### What you need to do:
[A] Copy the tuberculosis passage word for word from "Anyone can get" to "Are The Symptoms?".
[B] Continue the article on tuberculosis from the point where it ends.

### Given passage:
Tuberculosis – Sings, Diagnosis & Prevention
Tuberculosis or TB is a highly infectious disease that is still common in developing countries around the world.
It is caused by bacteria called Mycobacterium tuberculosis which infects the body’s lungs and other parts of the body. It can cause serious complications such as intestinal obstruction, meningitis, disseminated TB and even death if left untreated.
Who Can Get It?
Anyone can get infected with tuberculosis but children, elderly and those who have lowered immune defenses have a higher risk of acquiring it. The bacteria are spread via droplet which means that the bacteria can be suspended in the air after an infected person sneezes.
Close contact with infected persons such as talking and kissing can also transmit the infection. Fomites like a handkerchief used by an infected person can also transfer the bacteria.
Since TB is highly infective, most family members who live in the same house with an infected patient will also most likely acquire TB unless proper preventive measures are taken. Health workers like doctors and nurses are also at risk for acquiring tuberculosis infection because constant exposure to patients in hospitals and health centers.
What Are The Symptoms?
The most common symptom of tuberculosis is chronic cough. Cough becomes chronic when it lasts more than 3 weeks. Cough can also be associated with sputum or phlegm, which sometimes can be blood-tinged. On and off fevers especially during the afternoon, night sweats and unexplainable significant weight loss are also common manifestations of TB infection.
How Is It Diagnosed?
Diagnosis of tuberculosis can be done using various imaging and laboratory tests. Usually a chest radiograph is requested to visualize tubercles in the lungs. However, it is possible that patients with active TB will turn up with a negative chest radiograph.
A negative chest radiograph despite clinical symptoms of TB does not eliminate the suspicion of TB. A sputum smear or Acid Fast Bacilli (AFB) smear can also be done to detect the bacteria in the sputum. It is a non-invasive test wherein patients are made to cough up sputum which is then visualized under a microscope.
It is a good test but like the chest radiograph, negative results do not rule out tuberculosis especially if the patient presents with symptoms. Another disadvantage of the AFB smear is that it is hard to perform on children and patients who are unable to cough out sputum.

(Stored dataset entries)
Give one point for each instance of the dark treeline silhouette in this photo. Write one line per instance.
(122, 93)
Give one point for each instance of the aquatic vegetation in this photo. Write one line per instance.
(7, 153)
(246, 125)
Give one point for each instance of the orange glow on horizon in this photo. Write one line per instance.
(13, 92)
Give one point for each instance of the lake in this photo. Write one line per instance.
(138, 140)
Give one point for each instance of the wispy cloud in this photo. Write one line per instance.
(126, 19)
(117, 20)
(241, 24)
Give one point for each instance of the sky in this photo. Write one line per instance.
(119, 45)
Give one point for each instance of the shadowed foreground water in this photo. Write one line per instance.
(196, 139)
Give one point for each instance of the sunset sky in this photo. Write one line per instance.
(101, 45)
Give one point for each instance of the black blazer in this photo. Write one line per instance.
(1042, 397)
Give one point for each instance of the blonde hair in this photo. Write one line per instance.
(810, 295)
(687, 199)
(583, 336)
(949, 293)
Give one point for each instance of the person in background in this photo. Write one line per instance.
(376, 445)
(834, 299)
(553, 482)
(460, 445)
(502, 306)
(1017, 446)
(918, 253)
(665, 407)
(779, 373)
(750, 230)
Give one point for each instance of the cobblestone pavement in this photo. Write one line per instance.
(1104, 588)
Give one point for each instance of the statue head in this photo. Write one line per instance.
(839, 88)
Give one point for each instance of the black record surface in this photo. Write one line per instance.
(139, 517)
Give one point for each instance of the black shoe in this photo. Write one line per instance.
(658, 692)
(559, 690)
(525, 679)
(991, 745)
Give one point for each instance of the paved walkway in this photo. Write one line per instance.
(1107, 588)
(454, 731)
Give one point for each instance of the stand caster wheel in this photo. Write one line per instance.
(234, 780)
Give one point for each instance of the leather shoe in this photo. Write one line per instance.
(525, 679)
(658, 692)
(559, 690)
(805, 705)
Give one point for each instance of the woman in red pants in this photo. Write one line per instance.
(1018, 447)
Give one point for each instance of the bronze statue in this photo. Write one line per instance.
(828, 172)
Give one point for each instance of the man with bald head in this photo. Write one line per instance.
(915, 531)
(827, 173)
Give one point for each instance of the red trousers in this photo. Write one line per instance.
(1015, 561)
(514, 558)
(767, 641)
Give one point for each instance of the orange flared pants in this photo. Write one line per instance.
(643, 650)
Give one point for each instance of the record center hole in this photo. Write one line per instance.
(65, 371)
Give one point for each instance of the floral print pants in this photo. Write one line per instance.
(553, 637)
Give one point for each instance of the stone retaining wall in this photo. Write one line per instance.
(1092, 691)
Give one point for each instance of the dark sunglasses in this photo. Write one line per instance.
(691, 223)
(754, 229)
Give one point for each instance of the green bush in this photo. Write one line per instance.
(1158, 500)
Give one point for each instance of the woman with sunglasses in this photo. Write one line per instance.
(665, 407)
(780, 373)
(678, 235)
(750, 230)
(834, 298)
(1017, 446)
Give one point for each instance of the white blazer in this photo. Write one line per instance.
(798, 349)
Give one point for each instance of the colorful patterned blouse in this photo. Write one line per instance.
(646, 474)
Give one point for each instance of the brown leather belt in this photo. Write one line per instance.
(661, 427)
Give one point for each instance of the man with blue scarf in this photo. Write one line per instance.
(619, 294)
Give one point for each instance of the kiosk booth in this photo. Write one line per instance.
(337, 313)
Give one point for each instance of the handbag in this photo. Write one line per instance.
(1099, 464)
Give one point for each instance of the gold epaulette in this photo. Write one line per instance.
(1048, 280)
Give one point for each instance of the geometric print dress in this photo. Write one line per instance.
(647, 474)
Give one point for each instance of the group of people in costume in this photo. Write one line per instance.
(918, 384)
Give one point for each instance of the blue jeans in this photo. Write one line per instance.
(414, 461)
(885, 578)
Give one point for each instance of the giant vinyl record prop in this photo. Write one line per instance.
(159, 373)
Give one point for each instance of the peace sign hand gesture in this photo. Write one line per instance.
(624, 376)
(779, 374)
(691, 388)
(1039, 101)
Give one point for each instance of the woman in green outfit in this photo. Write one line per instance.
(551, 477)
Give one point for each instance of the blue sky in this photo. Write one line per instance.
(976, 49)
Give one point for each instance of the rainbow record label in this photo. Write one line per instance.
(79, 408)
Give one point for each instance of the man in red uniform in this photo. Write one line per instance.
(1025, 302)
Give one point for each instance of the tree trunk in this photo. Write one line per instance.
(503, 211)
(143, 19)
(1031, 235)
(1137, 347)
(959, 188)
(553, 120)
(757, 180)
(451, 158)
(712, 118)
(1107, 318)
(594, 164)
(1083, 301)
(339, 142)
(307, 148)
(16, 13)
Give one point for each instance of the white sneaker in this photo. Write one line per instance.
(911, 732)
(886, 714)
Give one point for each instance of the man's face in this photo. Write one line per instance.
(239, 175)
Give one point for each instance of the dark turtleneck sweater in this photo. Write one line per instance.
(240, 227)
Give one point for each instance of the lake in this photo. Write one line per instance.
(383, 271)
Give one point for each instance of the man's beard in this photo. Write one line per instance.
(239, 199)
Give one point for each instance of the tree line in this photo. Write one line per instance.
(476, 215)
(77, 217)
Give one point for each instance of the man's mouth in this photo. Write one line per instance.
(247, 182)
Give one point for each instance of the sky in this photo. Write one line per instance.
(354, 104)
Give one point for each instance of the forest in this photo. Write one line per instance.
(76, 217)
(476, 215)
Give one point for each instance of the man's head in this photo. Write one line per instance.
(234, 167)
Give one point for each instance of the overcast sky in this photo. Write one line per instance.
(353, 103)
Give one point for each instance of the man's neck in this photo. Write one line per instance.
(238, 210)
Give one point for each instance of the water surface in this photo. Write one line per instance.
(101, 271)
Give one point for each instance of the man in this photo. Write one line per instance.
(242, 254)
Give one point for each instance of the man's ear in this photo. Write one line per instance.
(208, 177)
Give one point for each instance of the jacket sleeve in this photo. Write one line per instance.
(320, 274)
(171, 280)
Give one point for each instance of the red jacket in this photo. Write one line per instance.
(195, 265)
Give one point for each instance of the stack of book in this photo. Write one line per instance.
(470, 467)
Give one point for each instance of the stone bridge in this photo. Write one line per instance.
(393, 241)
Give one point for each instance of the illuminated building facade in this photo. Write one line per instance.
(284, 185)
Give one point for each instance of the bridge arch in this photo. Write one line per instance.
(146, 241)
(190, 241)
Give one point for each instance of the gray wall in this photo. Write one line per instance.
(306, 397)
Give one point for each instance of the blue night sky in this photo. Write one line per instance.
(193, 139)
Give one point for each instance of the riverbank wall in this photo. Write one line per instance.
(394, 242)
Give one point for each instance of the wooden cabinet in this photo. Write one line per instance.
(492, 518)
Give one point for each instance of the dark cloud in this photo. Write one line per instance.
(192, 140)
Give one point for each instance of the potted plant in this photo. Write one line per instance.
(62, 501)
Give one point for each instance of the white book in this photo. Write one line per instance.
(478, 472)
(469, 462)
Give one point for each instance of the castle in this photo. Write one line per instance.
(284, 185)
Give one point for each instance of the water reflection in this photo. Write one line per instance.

### Responses in order:
[A]
Anyone can get infected with tuberculosis but children, elderly and those who have lowered immune defenses have a higher risk of acquiring it. The bacteria are spread via droplet which means that the bacteria can be suspended in the air after an infected person sneezes.
Close contact with infected persons such as talking and kissing can also transmit the infection. Fomites like a handkerchief used by an infected person can also transfer the bacteria.
Since TB is highly infective, most family members who live in the same house with an infected patient will also most likely acquire TB unless proper preventive measures are taken. Health workers like doctors and nurses are also at risk for acquiring tuberculosis infection because constant exposure to patients in hospitals and health centers.
What Are The Symptoms?

[B]
The most definitive diagnostic test for TB is the sputum culture however, the results of this test only come out after 4 weeks which may delay necessary treatment. Lung biopsy can also be done to identify the infection itself but this is a invasive procedure and is almost never used.
How Is It Treated?
Patients diagnosed with tuberculosis have to undergo at least 6 months of daily medications. It is usually a combination of 4 drugs: Isoniazid, Rifampicin, Pyrazinamide and Ethambutol. Patients with multi-drug resistant tuberculosis, which means that they do not respond to these 4 medications, will need an additional drug Streptomycin.
Strict adherence to daily medications is a must to successfully treat TB which is why doctors usually require the patient to have a treatment partner to supervise daily intake of medications. This treatment partner can be a family member or a health worker working for DOTS.
DOTS or Directly Observed Treatment Short Course is a program recommended by the World Health Organization to facilitate treatment of patients infected with tuberculosis.
How Can It Be Prevented?
In developing countries and countries where tuberculosis burden is high, children are usually required to receive a BCG vaccine which can prevent TB infection. Preventing transmission of TB is primarily the responsibility of the patient.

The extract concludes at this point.